_Work to complete_
Taking each line of the material in turn, count those with the string "this" and answer with the count alone.

_Material to process_

──────────────────────────────

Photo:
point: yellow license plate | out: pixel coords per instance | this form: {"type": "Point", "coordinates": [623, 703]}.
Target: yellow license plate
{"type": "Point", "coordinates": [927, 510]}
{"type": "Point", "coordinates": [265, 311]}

──────────────────────────────

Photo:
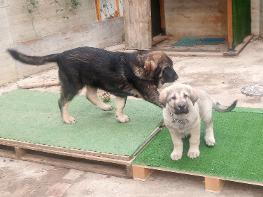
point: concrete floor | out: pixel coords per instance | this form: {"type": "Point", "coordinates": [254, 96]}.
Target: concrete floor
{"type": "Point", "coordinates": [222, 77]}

──────────────────────────────

_Task output_
2